** START PROVIDED TEXT **
7. He tests, tastes, smells and “have my finger in it all day long. An aphrodisiac? I think it releases endorphins, gives you a feeling of well being. Anything that makes you feel good can make you feel sexy, if that’s what you mean”.

Cloud Forest Chocolate Cake

Willie says: “This is the king of cakes. You can cut out the icing and serve the cake lightly dusted with icing sugar or cocoa powder.” Serves 12

180g 100 percent cacao, finely grated

250g unsalted butter

6 eggs

50g light muscovado sugar

125g castor sugar

100g ground almonds

For the ganache icing:

250ml double cream

75g golden castor sugar

90g cacao, finely grated

Equipment: 25cm springform cake tin.

1. Preheat the oven to 170°C. Lightly grease the cake tin, then line with baking paper.

2. Melt the cacao and butter together in a heatproof bowl. Set over a pan of gently simmering water, making sure the bottom of the bowl is not in contact with the water. Remove from the heat and set aside.
** END PROVIDED TEXT **
## GIVEN TASK 1
Find each line of the entries that contains the word "ground" and copy those lines.
The chocolate cake recipe and the entries are unrelated to each other.
** START AVAILABLE RECORDS **
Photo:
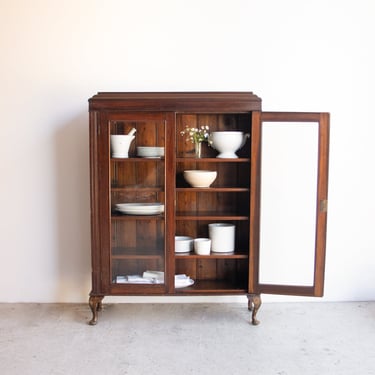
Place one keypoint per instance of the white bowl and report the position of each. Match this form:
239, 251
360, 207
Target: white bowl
183, 244
227, 142
150, 152
202, 246
200, 178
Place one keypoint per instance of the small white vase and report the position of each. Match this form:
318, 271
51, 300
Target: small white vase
222, 237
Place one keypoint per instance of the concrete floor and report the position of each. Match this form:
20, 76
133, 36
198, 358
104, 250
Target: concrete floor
293, 338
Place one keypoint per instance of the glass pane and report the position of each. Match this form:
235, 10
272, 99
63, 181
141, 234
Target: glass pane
288, 203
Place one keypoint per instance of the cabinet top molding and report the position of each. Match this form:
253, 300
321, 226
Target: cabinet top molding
233, 101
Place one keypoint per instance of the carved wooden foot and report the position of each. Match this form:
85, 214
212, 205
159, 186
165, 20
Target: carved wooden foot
254, 302
95, 303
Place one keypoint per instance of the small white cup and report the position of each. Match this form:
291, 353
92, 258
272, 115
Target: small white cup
202, 246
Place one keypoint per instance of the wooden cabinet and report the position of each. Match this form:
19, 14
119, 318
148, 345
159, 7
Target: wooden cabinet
126, 246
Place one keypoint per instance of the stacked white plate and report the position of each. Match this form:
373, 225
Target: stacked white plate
150, 152
140, 208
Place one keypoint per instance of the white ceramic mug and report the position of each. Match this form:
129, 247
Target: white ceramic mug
202, 246
222, 237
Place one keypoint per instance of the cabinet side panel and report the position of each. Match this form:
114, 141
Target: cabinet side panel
94, 204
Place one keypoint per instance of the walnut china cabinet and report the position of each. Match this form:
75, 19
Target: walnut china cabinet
126, 246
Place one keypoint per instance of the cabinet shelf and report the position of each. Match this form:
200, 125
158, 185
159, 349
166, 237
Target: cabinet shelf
136, 189
118, 217
214, 190
120, 253
133, 159
235, 255
210, 216
213, 160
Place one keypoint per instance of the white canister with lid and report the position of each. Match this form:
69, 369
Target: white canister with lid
222, 237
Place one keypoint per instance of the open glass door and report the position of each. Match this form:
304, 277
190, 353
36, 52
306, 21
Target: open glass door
289, 203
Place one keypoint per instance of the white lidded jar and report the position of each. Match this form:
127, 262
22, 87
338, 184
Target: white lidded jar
222, 237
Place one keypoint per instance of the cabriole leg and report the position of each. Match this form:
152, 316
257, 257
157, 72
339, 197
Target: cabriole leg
95, 303
254, 302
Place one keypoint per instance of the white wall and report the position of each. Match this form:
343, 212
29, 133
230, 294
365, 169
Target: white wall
296, 55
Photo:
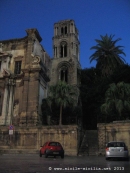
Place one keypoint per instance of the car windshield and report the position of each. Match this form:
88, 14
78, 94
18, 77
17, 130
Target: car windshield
54, 144
116, 144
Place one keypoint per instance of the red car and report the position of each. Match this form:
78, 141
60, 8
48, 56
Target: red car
52, 149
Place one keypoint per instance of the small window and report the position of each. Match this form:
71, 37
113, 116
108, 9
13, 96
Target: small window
17, 69
66, 30
62, 30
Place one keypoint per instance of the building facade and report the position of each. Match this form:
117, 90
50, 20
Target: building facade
26, 71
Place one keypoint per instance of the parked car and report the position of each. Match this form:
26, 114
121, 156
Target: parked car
117, 149
52, 149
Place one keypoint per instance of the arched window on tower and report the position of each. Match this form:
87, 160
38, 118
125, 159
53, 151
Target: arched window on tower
63, 76
65, 29
62, 30
0, 103
63, 49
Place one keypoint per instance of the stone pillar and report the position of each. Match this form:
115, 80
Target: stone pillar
5, 107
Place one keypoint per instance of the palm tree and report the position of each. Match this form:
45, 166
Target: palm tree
117, 99
63, 95
107, 54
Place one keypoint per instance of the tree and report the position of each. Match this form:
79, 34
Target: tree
63, 95
117, 101
107, 54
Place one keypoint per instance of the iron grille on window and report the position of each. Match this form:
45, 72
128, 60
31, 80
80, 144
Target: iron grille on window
17, 67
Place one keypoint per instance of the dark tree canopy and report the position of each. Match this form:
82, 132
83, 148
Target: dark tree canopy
107, 54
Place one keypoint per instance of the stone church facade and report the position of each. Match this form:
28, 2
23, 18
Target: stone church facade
26, 71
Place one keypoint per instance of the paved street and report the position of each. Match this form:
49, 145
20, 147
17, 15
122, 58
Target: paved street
32, 163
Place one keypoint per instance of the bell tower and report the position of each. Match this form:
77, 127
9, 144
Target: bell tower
65, 62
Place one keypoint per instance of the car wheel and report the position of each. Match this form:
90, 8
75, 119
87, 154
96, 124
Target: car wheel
40, 154
127, 159
62, 156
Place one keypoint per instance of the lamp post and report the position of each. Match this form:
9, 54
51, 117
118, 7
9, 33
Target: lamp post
11, 85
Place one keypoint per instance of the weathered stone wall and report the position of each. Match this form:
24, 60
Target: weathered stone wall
116, 131
29, 140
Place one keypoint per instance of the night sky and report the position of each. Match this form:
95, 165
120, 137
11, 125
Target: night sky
92, 17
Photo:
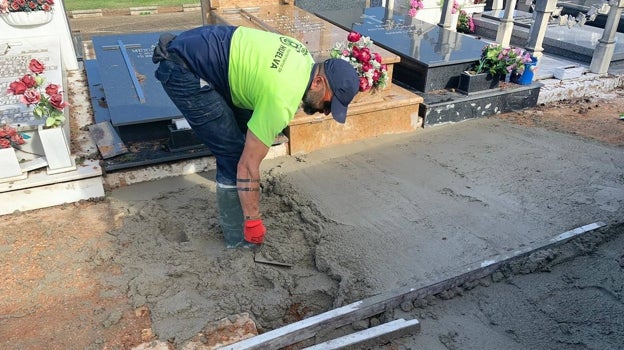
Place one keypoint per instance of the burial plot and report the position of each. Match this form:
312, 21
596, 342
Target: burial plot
126, 94
432, 57
576, 43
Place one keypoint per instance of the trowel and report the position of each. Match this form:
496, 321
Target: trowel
261, 260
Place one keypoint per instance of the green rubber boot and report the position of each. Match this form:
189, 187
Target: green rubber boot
231, 217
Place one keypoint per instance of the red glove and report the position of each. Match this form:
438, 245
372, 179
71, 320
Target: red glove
254, 231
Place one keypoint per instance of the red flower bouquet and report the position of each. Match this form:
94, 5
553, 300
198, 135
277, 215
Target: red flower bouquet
356, 50
48, 103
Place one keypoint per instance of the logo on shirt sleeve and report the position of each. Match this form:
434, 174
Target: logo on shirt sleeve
284, 49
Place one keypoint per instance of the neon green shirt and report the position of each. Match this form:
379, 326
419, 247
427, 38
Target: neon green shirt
268, 73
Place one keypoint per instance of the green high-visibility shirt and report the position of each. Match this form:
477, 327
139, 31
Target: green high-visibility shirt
268, 73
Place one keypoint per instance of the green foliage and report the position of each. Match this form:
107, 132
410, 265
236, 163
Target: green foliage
71, 5
499, 60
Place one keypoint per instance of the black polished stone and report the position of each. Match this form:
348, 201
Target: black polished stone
446, 106
431, 57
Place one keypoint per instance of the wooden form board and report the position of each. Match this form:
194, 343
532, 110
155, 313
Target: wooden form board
381, 333
309, 327
391, 111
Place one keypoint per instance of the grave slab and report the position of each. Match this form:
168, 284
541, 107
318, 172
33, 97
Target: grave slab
431, 57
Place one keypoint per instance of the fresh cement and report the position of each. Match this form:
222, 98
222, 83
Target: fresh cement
365, 218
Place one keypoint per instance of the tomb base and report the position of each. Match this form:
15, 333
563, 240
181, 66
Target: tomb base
393, 110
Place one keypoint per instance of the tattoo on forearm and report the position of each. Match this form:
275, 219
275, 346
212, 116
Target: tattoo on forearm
248, 189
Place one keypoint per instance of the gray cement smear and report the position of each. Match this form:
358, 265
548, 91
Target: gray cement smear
397, 211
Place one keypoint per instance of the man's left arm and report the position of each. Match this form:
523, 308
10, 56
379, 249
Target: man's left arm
248, 175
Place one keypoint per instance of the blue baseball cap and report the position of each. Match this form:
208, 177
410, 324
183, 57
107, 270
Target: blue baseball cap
344, 82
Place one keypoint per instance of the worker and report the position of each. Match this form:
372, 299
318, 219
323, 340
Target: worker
238, 88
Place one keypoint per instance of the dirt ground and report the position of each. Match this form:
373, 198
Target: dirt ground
68, 280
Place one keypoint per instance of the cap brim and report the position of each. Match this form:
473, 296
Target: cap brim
339, 111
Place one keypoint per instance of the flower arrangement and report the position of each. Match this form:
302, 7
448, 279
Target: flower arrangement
26, 5
499, 60
357, 51
415, 5
455, 7
9, 137
48, 103
465, 24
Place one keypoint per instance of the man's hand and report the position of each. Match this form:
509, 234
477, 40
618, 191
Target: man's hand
248, 185
254, 231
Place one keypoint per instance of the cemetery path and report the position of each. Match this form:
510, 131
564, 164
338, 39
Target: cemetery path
117, 272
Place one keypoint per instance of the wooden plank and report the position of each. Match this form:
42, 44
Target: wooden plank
381, 333
309, 327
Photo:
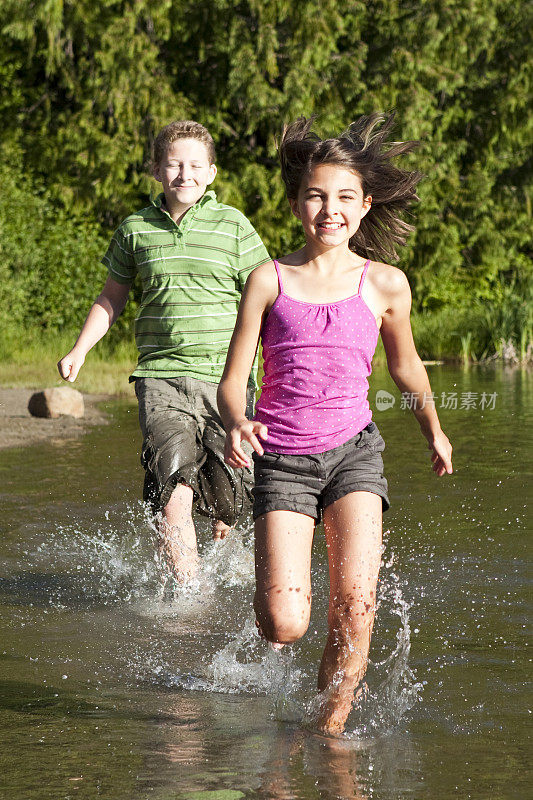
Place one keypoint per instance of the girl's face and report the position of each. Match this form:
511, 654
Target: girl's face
330, 204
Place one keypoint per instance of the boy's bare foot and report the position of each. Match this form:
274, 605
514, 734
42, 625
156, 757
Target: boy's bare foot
182, 561
220, 529
273, 645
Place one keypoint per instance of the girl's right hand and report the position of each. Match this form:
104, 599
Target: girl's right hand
247, 431
70, 365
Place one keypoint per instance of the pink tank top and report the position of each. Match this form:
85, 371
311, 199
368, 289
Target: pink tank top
317, 359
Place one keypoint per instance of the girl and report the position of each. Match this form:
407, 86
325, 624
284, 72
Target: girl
319, 312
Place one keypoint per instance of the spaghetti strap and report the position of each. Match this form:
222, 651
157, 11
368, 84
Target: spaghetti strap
363, 276
279, 277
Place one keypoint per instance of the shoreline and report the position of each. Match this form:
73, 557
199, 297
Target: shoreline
19, 429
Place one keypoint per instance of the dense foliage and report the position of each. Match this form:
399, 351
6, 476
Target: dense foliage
86, 85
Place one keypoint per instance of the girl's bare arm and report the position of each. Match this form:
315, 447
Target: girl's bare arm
406, 368
104, 311
258, 295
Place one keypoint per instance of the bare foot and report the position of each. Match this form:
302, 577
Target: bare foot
181, 561
334, 710
220, 529
273, 645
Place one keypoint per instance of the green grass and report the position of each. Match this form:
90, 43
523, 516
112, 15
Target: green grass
31, 361
28, 358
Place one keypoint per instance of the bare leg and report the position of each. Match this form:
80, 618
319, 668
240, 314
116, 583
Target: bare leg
353, 535
177, 536
220, 530
282, 600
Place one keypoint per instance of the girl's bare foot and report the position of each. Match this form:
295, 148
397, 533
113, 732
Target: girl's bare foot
334, 709
220, 529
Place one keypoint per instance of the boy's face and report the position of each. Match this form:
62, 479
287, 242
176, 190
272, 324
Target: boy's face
185, 173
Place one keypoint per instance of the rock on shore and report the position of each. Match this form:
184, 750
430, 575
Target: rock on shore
57, 402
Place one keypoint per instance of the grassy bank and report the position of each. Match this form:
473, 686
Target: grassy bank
474, 335
30, 361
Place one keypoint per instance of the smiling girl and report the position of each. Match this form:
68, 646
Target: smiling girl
317, 453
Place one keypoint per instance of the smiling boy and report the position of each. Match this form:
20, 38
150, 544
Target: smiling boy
193, 255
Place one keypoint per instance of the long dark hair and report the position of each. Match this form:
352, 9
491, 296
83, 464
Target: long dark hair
365, 150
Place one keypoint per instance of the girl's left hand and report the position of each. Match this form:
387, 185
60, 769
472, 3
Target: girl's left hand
442, 454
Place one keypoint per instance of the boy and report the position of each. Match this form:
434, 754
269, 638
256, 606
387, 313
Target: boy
193, 256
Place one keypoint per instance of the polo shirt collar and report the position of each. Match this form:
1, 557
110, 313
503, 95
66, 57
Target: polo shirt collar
207, 197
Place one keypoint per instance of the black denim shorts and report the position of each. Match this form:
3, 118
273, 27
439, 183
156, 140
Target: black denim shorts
184, 443
307, 484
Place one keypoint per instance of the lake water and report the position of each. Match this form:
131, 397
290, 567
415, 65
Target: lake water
111, 688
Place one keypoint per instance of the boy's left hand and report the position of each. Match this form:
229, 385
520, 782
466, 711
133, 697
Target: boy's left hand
442, 454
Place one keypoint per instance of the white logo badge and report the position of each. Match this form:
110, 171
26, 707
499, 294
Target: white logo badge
384, 400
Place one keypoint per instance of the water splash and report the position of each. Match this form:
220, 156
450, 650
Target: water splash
244, 664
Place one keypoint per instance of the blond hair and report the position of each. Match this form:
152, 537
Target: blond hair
181, 129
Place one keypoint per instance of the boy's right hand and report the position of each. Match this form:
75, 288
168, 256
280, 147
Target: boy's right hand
247, 431
70, 365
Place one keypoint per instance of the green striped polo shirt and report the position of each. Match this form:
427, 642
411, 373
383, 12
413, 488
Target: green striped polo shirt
192, 276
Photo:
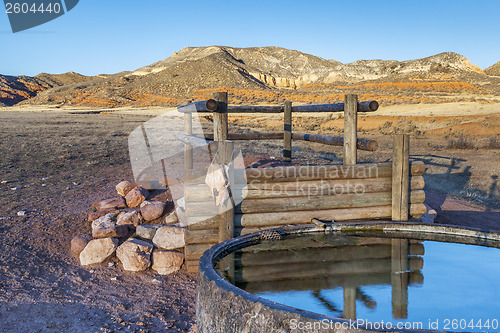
** END AVAILABLE RECORDS **
## GIVEN TASK 2
Retype the chocolate cake recipe text in full, keeping every character unchanged.

## TASK RESPONSE 1
Place one keypoint per instance of the dirt ground and report the position of each. Match this form:
Target: dirt ground

## TASK RESPONSE 2
7. He tests, tastes, smells and “have my finger in it all day long. An aphrodisiac? I think it releases endorphins, gives you a feeling of well being. Anything that makes you feel good can make you feel sexy, if that’s what you mean”.

Cloud Forest Chocolate Cake

Willie says: “This is the king of cakes. You can cut out the icing and serve the cake lightly dusted with icing sugar or cocoa powder.” Serves 12

180g 100 percent cacao, finely grated

250g unsalted butter

6 eggs

50g light muscovado sugar

125g castor sugar

100g ground almonds

For the ganache icing:

250ml double cream

75g golden castor sugar

90g cacao, finely grated

Equipment: 25cm springform cake tin.

1. Preheat the oven to 170°C. Lightly grease the cake tin, then line with baking paper.

2. Melt the cacao and butter together in a heatproof bowl. Set over a pan of gently simmering water, making sure the bottom of the bowl is not in contact with the water. Remove from the heat and set aside.